SOURCE EXTRACT:
■ ■ ■ ■ ■ ■ ■

Ava DuVernay for the movie ‘Selma’. Photo: Magnus Sundholm
  • Industry

Director Ava DuVernay: Breaking Barriers That Shouldn’t Exist

One in an occasional series featuring prominent women working in Hollywood today.

 

“It’s bittersweet.” Says Ava DuVernay about the accolades she’s racking up as a director, because she also has the dubious distinction of being the first woman of color to achieve many of the groundbreaking titles bestowed upon her. “As a black woman director I hold that Golden Globe nomination very close to my heart,” she says of being included in the Best Director category for her work on Selma (2015). “The Golden Globe nomination was the first major international award that saw and acknowledged my work as being worthy of excellence and achievement.” She was also the first woman of color to win the 2012 Sundance Film Festival Best Director Award prize for helming Middle of Nowhere. However, she does not consider the accolades as an endorsement that she is a trailblazer. “When I hear in 2015 that I’m the first woman of color to do something in the world of film, it makes me think of all the women, particularly black women who have come before me who just haven’t had the opportunity, or the spotlight like I’ve had. Who didn’t have the support, nor people on whose shoulders they could stand. All those women who did it for decades before me, and no one knows their names; I know their names. Some people know their names – but their names are not known like mine. Mine is in the spotlight only because they blazed the trail so that I could walk the path.”

■ ■ ■ ■ ■ ■ ■

DIRECTION A:
In the profile of Ava DuVernay, why does she call the accolades she is collecting as a director "bittersweet"? Answer in one to three sentences.
DIRECTION B:
Show each line of the records that contains the string "water".

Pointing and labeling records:
■ ■ ■ ■ ■ ■ ■

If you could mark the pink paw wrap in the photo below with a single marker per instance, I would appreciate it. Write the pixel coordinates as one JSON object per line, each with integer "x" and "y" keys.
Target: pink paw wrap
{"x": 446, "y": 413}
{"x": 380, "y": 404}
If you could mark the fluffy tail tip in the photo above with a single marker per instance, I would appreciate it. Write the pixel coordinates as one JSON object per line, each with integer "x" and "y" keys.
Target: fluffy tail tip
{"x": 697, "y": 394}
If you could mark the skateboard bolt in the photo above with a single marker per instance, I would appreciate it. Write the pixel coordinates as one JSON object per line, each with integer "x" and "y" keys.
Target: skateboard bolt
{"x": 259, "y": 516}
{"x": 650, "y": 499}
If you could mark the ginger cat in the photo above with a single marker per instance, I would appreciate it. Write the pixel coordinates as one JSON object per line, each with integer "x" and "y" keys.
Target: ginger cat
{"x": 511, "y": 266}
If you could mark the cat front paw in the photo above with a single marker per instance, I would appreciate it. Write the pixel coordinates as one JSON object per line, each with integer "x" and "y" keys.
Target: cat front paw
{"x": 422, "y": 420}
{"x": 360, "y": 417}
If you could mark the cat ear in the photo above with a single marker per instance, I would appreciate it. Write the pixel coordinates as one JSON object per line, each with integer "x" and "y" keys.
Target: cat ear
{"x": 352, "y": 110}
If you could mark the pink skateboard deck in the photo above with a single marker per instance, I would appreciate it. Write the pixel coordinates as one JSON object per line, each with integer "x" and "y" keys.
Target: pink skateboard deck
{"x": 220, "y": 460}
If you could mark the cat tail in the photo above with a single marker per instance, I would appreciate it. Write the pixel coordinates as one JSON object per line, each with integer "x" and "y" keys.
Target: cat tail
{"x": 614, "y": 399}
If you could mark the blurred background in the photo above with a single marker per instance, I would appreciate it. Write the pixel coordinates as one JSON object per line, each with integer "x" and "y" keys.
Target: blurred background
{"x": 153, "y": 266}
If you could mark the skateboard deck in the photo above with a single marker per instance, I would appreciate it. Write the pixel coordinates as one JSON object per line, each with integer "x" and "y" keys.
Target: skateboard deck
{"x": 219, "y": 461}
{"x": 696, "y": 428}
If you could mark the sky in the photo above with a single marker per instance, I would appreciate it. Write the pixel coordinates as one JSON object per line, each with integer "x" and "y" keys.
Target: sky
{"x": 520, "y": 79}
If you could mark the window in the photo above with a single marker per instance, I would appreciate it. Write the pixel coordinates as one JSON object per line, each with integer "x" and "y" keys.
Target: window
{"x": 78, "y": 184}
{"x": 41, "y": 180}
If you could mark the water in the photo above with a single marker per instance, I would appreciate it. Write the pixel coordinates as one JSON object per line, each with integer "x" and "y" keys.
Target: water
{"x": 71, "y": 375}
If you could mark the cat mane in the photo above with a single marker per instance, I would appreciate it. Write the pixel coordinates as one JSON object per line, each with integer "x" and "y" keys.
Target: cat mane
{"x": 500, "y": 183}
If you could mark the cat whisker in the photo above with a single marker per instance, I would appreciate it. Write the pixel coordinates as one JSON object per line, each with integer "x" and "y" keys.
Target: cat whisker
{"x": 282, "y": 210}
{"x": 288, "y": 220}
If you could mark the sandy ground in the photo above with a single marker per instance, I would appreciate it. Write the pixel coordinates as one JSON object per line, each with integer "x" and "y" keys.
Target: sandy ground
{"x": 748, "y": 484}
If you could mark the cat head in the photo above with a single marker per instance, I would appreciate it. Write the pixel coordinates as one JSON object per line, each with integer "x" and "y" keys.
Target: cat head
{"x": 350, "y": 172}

■ ■ ■ ■ ■ ■ ■

EXPECTED ANSWER A:
She calls them bittersweet because they come with the dubious distinction of being the first woman of color to achieve many of those groundbreaking titles. Hearing in 2015 that she is the first makes her think of the many women, particularly black women, who came before her but never had the opportunity, the support or the spotlight she has had.

EXPECTED ANSWER B:
If you could mark the water in the photo above with a single marker per instance, I would appreciate it. Write the pixel coordinates as one JSON object per line, each with integer "x" and "y" keys.
Target: water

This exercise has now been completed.